• **TASK GOAL**: Copy the items from the line containing "Please segment every instance of the <item>pergola" through the end of the items, renaming "Regions" to "Outlines" and leaving everything else unchanged.

• **PROVIDED MATERIAL**:
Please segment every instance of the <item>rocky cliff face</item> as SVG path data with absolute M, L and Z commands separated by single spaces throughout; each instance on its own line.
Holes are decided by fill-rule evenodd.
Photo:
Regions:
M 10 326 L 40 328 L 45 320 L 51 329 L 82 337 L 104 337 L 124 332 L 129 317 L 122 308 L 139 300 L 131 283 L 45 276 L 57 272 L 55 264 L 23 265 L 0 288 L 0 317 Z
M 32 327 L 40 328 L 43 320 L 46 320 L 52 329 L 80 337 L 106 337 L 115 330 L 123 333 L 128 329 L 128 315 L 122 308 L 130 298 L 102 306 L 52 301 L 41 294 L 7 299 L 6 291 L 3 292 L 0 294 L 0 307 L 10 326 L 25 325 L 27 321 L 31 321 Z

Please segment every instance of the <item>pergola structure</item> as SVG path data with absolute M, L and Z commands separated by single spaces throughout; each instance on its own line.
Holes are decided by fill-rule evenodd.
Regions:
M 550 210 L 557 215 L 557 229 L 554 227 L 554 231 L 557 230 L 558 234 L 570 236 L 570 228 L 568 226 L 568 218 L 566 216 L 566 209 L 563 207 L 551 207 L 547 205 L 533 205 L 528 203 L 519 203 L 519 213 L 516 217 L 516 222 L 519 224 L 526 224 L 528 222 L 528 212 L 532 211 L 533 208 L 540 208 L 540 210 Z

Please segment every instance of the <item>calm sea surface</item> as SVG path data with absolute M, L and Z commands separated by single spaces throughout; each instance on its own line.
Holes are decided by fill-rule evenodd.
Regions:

• **ANSWER FOR THE TASK**:
Please segment every instance of the <item>pergola structure</item> as SVG path data with absolute M, L and Z commands separated by single spaces throughout; each instance on its own line.
Holes are decided by fill-rule evenodd.
Outlines:
M 550 210 L 557 215 L 557 229 L 554 227 L 554 231 L 557 230 L 558 234 L 570 236 L 570 228 L 568 226 L 568 218 L 566 216 L 566 209 L 563 207 L 551 207 L 547 205 L 533 205 L 528 203 L 519 203 L 519 213 L 516 217 L 516 222 L 519 224 L 526 224 L 528 222 L 528 212 L 532 211 L 533 208 L 540 208 L 540 210 Z

Please segment every instance of the <item>calm sea surface</item> as SVG path data with absolute M, L and Z commands separated by single spaces throughout; each instance on its own line.
Holes are decided by fill-rule evenodd.
Outlines:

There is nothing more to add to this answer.